Waarom Germaans, maar joods?
Een paar jaar geleden complimenteerde mevrouw dr. F. Balk-Smit Duyzentkunst, hoogleraar in de taalkunde van het hedendaagse Nederlands aan de Universiteit van Amsterdam, de redactie van Van Dale ermee dat de tweede druk van het Groot woordenboek van hedendaags Nederlands ‘geheel van antisemitische insluipsels ontdaan’ was. Ze noemde dat een ‘overwinning van de taalwetenschap’.
Nu begrijp ik niet goed hoe de taalwetenschap overwinningen kan behalen. En zo ja, op wie of wat? Maar ook begrijp ik niet hoe een woordenboek, dat een puur registrerende functie heeft, verweten kan worden antisemitische woorden op te nemen. De taal kan zulks wel verweten worden. Maar een woordenboek?

MATERIAAL:
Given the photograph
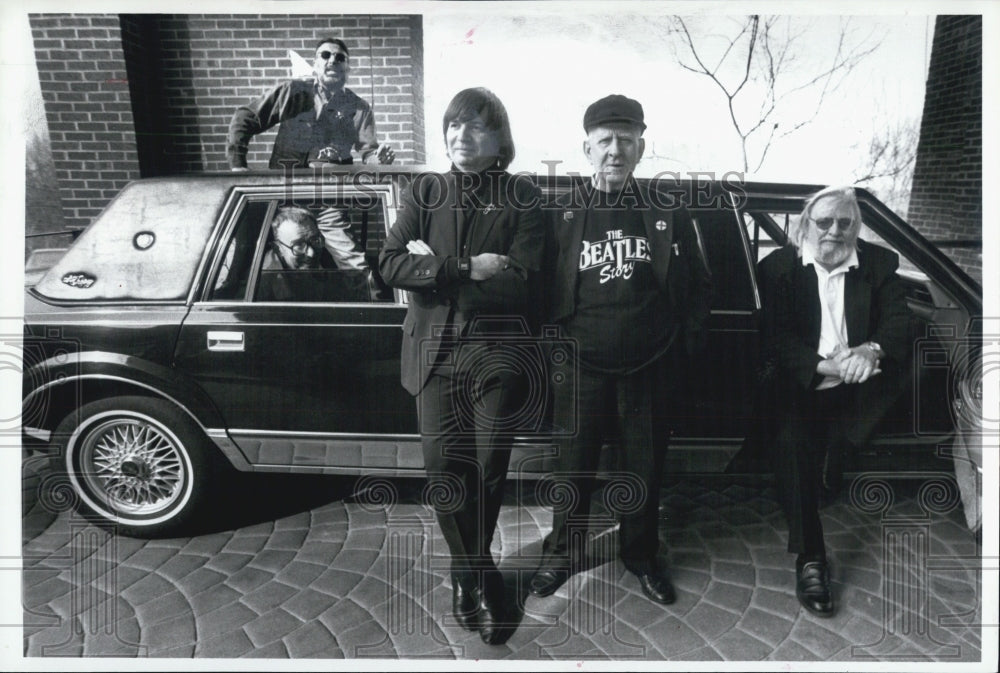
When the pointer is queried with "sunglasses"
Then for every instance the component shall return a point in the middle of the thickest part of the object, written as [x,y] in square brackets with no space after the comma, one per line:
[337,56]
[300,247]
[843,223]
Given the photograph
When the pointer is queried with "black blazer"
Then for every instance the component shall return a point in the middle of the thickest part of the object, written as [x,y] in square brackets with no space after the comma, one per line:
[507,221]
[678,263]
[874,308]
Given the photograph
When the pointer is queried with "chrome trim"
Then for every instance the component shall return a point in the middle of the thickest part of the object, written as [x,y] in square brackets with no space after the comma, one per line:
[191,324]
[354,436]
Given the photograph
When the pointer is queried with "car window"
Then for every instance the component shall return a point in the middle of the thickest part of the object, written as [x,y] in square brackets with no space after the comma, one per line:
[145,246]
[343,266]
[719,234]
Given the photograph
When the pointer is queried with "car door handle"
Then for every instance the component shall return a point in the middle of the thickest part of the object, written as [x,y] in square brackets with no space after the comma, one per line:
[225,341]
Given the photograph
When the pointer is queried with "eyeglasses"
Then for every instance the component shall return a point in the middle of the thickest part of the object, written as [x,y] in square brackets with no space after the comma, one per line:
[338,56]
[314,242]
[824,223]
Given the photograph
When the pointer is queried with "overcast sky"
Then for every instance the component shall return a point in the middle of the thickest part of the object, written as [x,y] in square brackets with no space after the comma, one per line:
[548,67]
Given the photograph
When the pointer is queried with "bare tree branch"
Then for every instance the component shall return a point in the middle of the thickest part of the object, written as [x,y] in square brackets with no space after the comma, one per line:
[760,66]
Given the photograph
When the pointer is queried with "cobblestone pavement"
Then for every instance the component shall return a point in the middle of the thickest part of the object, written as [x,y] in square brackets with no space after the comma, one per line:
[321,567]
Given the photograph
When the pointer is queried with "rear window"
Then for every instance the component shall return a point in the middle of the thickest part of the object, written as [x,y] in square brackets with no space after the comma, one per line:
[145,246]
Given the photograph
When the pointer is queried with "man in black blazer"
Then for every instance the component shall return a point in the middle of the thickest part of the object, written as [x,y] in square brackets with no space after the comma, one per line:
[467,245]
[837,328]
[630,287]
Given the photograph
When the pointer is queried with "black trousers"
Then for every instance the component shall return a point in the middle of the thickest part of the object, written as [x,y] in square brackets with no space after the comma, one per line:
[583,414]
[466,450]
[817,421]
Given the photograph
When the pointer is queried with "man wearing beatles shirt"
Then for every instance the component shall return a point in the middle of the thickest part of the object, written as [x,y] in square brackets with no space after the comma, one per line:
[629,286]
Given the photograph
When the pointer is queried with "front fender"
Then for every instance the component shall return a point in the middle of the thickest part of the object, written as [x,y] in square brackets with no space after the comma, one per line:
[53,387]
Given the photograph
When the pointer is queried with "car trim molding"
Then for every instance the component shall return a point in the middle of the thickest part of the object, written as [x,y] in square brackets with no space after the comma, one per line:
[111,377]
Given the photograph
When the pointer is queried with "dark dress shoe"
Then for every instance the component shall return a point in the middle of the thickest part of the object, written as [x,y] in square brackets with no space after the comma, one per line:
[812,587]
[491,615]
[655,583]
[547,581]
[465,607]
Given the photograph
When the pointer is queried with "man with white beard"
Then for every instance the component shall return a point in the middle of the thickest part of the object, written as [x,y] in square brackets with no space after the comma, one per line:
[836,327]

==

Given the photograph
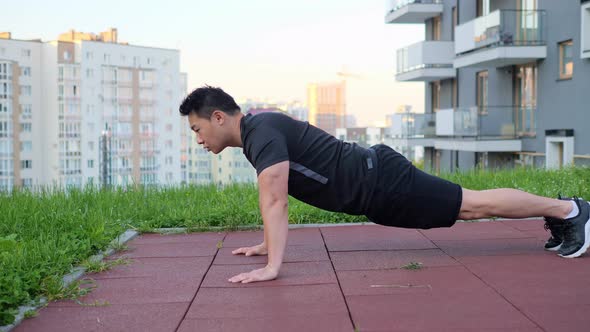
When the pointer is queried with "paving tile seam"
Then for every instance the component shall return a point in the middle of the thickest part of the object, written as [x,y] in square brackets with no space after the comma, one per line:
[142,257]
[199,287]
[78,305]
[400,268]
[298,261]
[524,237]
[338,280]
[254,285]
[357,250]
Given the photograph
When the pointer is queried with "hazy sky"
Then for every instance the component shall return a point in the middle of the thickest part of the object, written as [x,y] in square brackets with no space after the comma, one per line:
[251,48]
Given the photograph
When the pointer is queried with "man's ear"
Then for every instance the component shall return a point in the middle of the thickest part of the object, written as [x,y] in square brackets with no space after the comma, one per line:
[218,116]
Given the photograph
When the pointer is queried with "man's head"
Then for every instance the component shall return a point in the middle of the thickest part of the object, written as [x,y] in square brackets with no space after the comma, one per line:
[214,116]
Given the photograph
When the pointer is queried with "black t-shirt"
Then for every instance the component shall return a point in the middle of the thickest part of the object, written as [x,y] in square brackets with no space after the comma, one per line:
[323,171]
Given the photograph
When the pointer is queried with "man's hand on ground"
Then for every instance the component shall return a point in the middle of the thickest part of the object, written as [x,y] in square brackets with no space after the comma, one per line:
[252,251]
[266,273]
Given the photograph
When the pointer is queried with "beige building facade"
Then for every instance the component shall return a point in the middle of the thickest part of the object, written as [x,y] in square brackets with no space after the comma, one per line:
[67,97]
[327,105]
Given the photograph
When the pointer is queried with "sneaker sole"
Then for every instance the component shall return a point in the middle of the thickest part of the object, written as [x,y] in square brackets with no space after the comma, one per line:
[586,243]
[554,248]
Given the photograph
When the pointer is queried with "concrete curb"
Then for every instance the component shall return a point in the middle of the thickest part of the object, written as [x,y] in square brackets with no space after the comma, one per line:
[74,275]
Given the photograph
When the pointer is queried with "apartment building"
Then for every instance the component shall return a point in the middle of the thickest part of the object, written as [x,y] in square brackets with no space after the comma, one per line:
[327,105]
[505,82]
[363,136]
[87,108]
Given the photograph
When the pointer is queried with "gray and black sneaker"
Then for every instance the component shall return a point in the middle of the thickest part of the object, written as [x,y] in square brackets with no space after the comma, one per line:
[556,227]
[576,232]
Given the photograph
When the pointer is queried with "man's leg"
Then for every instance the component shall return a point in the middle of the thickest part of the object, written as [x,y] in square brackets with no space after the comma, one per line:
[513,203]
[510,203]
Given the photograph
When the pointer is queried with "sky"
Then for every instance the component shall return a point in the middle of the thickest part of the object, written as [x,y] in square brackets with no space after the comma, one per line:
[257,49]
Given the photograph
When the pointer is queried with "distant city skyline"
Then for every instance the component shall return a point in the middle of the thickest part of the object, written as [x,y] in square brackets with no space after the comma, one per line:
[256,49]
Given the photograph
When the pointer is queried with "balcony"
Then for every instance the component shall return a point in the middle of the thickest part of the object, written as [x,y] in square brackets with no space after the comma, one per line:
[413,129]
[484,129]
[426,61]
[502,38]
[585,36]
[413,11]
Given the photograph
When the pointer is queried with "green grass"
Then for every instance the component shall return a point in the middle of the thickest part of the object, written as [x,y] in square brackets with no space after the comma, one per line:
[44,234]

* * *

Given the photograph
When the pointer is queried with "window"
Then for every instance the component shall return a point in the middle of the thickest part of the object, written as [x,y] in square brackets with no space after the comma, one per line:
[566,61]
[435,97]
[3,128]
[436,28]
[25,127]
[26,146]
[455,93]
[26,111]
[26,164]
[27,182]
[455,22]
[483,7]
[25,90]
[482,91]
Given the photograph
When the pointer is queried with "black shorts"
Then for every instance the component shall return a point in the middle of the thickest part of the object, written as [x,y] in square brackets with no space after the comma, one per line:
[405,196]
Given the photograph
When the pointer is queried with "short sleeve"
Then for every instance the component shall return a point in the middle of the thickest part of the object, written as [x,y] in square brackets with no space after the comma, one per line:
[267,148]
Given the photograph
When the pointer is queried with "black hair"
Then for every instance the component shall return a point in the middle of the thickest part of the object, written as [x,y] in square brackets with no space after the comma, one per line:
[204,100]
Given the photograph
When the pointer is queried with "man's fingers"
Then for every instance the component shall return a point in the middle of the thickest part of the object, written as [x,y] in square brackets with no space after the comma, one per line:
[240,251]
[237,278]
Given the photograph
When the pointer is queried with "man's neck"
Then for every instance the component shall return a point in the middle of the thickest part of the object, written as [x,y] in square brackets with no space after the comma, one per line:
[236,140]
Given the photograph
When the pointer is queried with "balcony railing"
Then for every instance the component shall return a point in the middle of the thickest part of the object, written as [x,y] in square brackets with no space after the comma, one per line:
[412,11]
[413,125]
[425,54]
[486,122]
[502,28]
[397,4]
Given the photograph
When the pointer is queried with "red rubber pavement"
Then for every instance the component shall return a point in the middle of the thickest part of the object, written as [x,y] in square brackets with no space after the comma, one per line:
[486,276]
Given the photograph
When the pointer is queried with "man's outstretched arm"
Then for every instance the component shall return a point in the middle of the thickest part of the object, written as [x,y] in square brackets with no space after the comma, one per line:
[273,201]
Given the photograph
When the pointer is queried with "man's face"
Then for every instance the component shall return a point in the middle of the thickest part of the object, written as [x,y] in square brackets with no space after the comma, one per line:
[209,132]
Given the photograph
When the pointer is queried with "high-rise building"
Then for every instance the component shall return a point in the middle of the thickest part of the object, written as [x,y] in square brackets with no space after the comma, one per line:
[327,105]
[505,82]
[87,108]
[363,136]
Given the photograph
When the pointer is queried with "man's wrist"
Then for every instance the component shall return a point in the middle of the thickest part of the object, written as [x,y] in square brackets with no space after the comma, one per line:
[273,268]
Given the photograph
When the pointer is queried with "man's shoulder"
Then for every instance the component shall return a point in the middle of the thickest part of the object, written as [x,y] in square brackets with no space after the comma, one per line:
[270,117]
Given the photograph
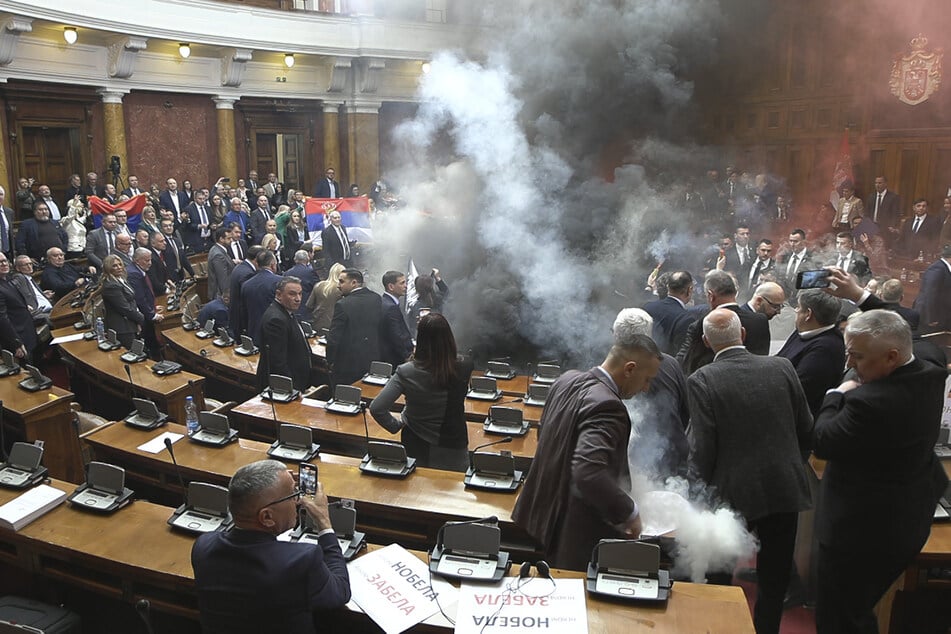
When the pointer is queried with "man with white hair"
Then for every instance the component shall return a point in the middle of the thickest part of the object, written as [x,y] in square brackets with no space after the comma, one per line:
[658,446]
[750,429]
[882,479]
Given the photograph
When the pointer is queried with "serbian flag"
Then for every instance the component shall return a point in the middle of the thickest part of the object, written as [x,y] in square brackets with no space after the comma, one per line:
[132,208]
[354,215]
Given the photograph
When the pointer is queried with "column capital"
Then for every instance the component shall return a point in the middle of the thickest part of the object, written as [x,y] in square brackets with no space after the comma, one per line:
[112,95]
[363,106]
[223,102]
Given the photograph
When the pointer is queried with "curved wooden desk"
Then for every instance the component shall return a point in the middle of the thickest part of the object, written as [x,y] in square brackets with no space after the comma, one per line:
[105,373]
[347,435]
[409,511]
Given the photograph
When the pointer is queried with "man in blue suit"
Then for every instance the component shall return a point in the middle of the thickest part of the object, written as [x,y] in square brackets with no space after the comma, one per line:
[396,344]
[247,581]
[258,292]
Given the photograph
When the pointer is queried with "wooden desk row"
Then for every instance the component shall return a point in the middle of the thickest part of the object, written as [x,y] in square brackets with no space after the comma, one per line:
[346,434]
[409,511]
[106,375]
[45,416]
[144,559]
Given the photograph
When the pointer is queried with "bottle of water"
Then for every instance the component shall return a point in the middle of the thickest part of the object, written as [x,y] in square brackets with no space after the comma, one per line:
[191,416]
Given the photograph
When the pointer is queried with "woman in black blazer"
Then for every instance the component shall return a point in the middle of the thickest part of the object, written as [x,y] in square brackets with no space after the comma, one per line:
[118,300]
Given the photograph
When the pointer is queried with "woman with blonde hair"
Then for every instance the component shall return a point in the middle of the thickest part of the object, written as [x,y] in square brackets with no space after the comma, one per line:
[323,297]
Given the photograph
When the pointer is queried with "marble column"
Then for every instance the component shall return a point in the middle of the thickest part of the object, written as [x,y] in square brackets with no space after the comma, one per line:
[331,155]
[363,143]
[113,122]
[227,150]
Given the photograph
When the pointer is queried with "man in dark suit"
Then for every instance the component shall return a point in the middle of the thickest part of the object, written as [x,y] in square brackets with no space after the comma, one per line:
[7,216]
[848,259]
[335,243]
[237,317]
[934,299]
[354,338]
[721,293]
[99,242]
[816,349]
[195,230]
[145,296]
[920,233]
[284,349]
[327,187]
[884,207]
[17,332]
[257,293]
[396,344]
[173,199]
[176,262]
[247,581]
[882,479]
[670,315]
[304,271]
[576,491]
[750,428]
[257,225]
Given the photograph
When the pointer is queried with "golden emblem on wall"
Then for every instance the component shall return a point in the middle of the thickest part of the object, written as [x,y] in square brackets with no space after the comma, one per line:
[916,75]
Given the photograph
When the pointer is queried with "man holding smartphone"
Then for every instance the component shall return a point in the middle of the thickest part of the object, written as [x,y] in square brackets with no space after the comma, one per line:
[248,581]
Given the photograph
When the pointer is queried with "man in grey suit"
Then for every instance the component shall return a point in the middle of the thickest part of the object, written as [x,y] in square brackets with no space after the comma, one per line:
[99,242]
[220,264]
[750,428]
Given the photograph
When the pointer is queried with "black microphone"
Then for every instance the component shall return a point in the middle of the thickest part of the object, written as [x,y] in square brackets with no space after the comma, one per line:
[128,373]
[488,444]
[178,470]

LIJST MET OPDRACHTEN:
A. Welke functie heeft een woordenboek volgens het bronfragment over Van Dale?
B. Noem alles in het bronfragment over Van Dale wat op een vraagteken eindigt, de titel meegerekend.
C. Ga verder met het bronfragment over Van Dale, vanaf de laatste zin die er staat.

ALLE ANTWOORDEN:
A. Een puur registrerende functie.

B.
- Waarom Germaans, maar joods?
- En zo ja, op wie of wat?
- Maar een woordenboek?

C.
Overigens noemde zij in haar artikel slechts één zo'n ‘insluipsel’, dat wèl in de eerste druk nog had gestaan: de betekenis van jood als ‘(al te) handige zakenman, zie afzetter, woekeraar’, en was haar blijkbaar ontgaan dat in de tweede druk nog wèl de woorden jodenfooi, jodenlijm en jodenstreek stonden.
Ik moest aan dit voorval denken toen ik onlangs in de krant deze kop zag staan: ‘Wrok, vermaak en Germaanse ideologie in de Edda’. Waarom, dacht ik plotseling, moet Germaans met een hoofdletter G, maar joods met een kleine letter j? Want zo wil het zowel Van Dale als het officiële Groene Boekje.
Als je naar een verklaring zoekt, dan vind je die eigenlijk niet, want het Groene Boekje (1954) zegt dat ‘afleidingen van eigennamen die nog duidelijk aan het door het grondwoord aangeduide eigennaamsbegrip doen denken’ een hoofdletter krijgen (en het noemt o.a. Drents en Zweeds), terwijl Van Dale (1992) spreekt van ‘aardrijkskundige namen en de daarvan afgeleide woorden’ (zonder voorbeelden te geven).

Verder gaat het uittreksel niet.